-------- Quoted text

Monthly Archives: March 2013

the last time i saw Boston.

About two months ago, I made an impromptu purchase: a plane ticket to Boston. While visiting had been on my mind since the day I left, I had planned on waiting until at least the spring to return. I figured that would give me time to save money and hopefully guarantee better weather. A quick glance at the Southwest Airlines website on a Tuesday morning changed all that, and twelve hours later, I had a plane ticket waiting in my email inbox for a trip three weeks later. What can I say? I can’t pass up a good bargain.

In the few weeks leading up to my return to Boston, my mind was constantly preoccupied with how it would feel be in Boston again after six months of being away. My heart was so nervous and excited to be back that I hardly knew how to feel.

The last time I’d seen Boston was a perfect summer day almost exactly six months prior. The sky was unspeakably blue with puffy white clouds. The bright August sun shone down on me and the crowds at the Boston Common created a familiar backdrop. I was drenched in sweat, tears, and emotions, as I hugged my community members goodbye and walked from our house to the T one final time. This day still feels both like yesterday and a lifetime ago.

One thought kept coming back up in my mind as I pondered all of this: leaving Boston once was hard enough. How will I do it again? It’s was tempting to think that maybe it’s easier to stay away sometimes: to not go back, to not continue to forge bonds and relationships, to not continue to find reasons to be in love with Boston.

----------------

[To do]
1/ According to the blog post about returning to Boston, which airline's website did the writer check before buying the plane ticket?
2/ Copy out the part of the entries that opens with the line containing "Mark every instance of the palm tree with" and continues through the last entry, including both ends, and omit the pictures from your copy.

-------- Dataset rows

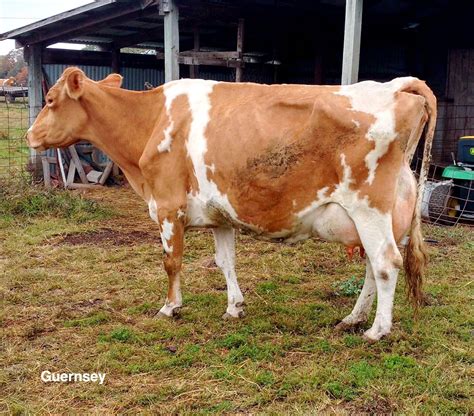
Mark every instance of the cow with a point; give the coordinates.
(283, 162)
(7, 82)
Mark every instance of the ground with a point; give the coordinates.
(81, 283)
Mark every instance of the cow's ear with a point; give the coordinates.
(112, 80)
(75, 84)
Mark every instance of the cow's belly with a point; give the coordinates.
(329, 222)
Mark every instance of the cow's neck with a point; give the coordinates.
(120, 124)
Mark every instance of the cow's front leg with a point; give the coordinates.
(362, 308)
(172, 237)
(225, 259)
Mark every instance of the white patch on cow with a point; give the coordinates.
(377, 99)
(166, 234)
(198, 93)
(153, 209)
(165, 144)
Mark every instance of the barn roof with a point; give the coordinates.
(114, 24)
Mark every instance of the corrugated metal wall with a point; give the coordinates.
(133, 78)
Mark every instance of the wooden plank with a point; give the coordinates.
(106, 173)
(71, 174)
(69, 31)
(56, 18)
(188, 60)
(211, 54)
(240, 47)
(351, 52)
(194, 69)
(46, 172)
(77, 162)
(32, 56)
(171, 35)
(115, 62)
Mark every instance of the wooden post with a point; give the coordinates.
(240, 47)
(351, 53)
(194, 69)
(32, 55)
(115, 64)
(171, 33)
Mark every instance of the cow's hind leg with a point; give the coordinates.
(225, 259)
(375, 231)
(172, 235)
(362, 308)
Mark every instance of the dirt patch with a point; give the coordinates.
(106, 236)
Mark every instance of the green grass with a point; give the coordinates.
(91, 307)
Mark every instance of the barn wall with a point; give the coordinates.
(456, 116)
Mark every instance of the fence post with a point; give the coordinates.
(351, 52)
(32, 54)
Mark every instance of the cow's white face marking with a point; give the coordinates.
(153, 209)
(166, 234)
(165, 144)
(377, 99)
(198, 92)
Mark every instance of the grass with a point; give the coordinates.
(90, 307)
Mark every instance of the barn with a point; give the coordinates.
(81, 280)
(267, 41)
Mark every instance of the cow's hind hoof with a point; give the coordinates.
(174, 313)
(227, 315)
(343, 327)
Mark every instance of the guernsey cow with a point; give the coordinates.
(285, 162)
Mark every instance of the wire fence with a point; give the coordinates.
(446, 201)
(13, 125)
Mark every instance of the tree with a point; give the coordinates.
(11, 63)
(22, 77)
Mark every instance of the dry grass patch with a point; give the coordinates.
(90, 307)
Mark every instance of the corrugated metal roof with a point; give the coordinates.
(112, 18)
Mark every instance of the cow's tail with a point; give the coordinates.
(416, 254)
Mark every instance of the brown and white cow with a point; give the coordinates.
(286, 162)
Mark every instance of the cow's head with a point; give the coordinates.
(63, 120)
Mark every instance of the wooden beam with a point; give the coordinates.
(240, 47)
(351, 52)
(115, 62)
(194, 69)
(171, 34)
(32, 56)
(102, 21)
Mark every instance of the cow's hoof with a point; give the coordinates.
(227, 315)
(347, 327)
(371, 336)
(173, 313)
(343, 327)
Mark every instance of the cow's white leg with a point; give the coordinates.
(362, 308)
(225, 259)
(172, 235)
(375, 231)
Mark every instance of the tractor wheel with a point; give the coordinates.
(442, 206)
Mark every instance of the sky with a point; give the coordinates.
(18, 13)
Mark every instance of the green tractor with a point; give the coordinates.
(452, 200)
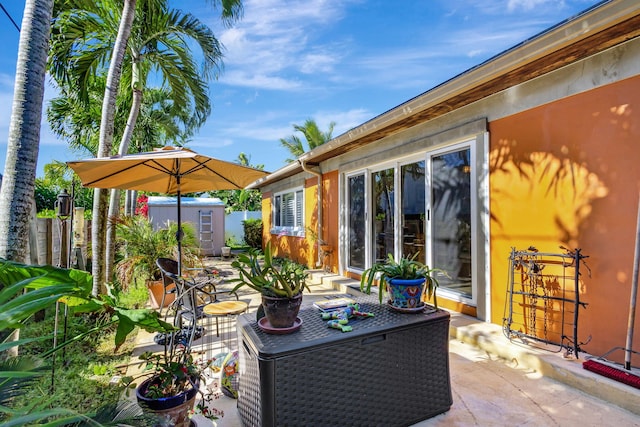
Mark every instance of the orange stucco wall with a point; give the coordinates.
(567, 173)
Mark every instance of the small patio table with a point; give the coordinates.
(391, 370)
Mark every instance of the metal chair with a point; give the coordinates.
(192, 295)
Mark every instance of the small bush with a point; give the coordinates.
(253, 232)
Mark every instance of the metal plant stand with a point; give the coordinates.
(543, 298)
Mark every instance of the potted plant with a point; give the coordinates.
(173, 379)
(280, 284)
(406, 279)
(139, 246)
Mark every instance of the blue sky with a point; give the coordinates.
(343, 61)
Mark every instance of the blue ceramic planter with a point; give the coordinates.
(404, 293)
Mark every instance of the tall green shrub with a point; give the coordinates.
(253, 232)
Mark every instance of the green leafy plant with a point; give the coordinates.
(139, 245)
(404, 268)
(262, 273)
(27, 289)
(253, 232)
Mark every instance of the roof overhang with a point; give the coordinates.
(605, 25)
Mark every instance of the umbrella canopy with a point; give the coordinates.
(167, 170)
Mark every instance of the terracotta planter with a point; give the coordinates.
(405, 293)
(156, 289)
(281, 312)
(173, 409)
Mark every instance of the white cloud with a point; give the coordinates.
(279, 40)
(527, 5)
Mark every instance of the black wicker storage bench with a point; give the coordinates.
(391, 370)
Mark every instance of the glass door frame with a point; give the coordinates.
(465, 145)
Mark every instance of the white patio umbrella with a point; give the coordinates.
(170, 170)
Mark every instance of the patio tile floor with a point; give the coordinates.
(494, 382)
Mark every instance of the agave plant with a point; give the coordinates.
(404, 268)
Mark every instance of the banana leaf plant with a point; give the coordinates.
(27, 289)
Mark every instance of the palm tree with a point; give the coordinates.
(17, 193)
(97, 52)
(314, 136)
(159, 42)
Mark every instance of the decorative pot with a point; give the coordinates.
(156, 289)
(405, 293)
(173, 409)
(281, 312)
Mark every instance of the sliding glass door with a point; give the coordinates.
(450, 228)
(356, 219)
(383, 236)
(419, 207)
(413, 210)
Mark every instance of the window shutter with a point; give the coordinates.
(299, 210)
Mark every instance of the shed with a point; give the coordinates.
(206, 214)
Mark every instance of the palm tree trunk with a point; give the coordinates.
(17, 193)
(99, 223)
(114, 202)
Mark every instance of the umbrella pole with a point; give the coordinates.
(179, 233)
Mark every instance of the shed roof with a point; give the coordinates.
(184, 201)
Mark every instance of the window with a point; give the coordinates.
(288, 213)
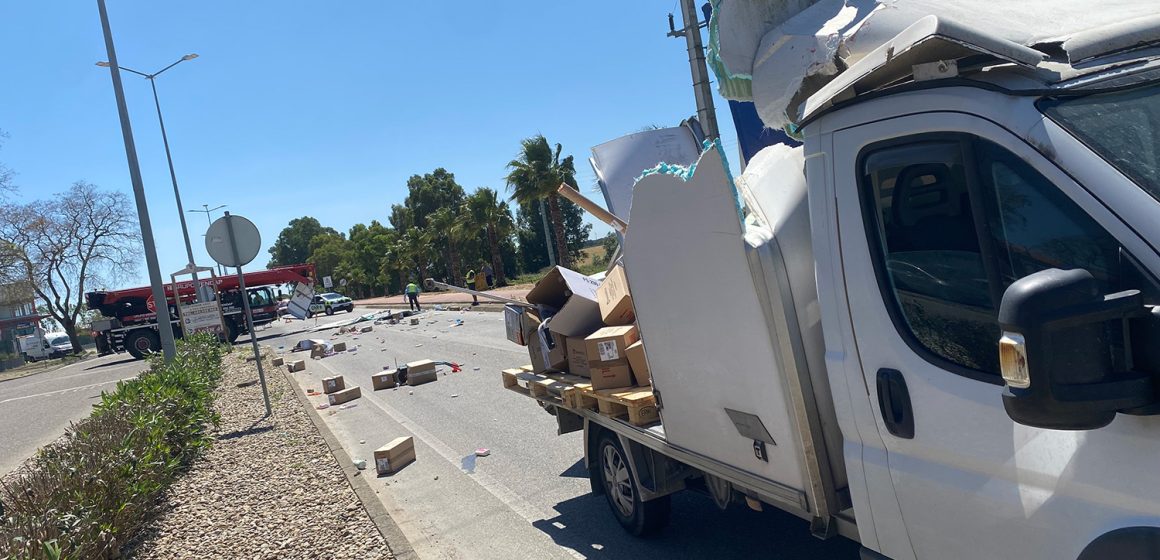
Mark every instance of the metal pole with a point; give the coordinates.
(249, 319)
(173, 176)
(168, 348)
(701, 87)
(548, 234)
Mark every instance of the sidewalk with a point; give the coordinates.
(510, 292)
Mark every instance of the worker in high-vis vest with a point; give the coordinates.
(472, 285)
(413, 296)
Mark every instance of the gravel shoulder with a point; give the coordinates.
(268, 488)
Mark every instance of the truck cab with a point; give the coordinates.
(943, 216)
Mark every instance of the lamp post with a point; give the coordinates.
(164, 327)
(207, 210)
(165, 139)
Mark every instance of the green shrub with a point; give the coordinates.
(89, 493)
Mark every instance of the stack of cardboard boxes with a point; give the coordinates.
(581, 326)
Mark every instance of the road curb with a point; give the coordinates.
(398, 544)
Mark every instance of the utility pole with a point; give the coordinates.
(160, 304)
(701, 87)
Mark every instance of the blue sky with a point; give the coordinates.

----------------

[Task-by-task solutions]
1/ Southwest Airlines.

2/
Mark every instance of the palm tree with a point; give the coordinates.
(17, 193)
(97, 52)
(314, 136)
(159, 42)
Mark every instance of the decorative pot with a point; give the coordinates.
(156, 289)
(405, 293)
(173, 409)
(281, 312)
Mark every instance of the sliding glass door with a point; give the coordinates.
(450, 228)
(356, 219)
(383, 236)
(419, 207)
(413, 210)
Mark every instance of the window shutter with a point; give the coordinates.
(299, 210)
Mark every instance of the shed with a point; give the coordinates.
(206, 214)
Mark every instance of the palm tree trunk with a point; give the coordinates.
(17, 193)
(99, 223)
(114, 202)
Mark every instance of the umbrella pole with a point; give the coordinates.
(179, 233)
Mark every instance of the shed roof with a point; give the coordinates.
(184, 201)
Mark every instance of the window with a point; give the coordinates.
(288, 213)
Mark every instance of the metal pole with a point; give the coordinates.
(249, 319)
(173, 176)
(168, 348)
(701, 87)
(548, 234)
Mark every instance of the sidewalk with a point; give the coordinates.
(510, 292)
Mark every instance of the worker in high-vis vest with a point; give the coordinates.
(472, 285)
(413, 296)
Mark every instance of the gravel shoulder with a point; give the coordinates.
(268, 488)
Mark every instance of the truck cab with a point; give the coordinates.
(943, 216)
Mark every instance of the lamp post with a point; give the coordinates.
(164, 327)
(207, 210)
(165, 139)
Mark every instance of the green shrub with a point; give the coordinates.
(89, 493)
Mark every instance of the stack of cardboard boxes with a point; give the coordinates.
(581, 326)
Mark every instance of the road curb with a point; give the coordinates.
(398, 544)
Mark every instance of the utility pole with a point; give the coordinates.
(160, 304)
(701, 87)
Mark every instance of the blue sky with a point; give the coordinates.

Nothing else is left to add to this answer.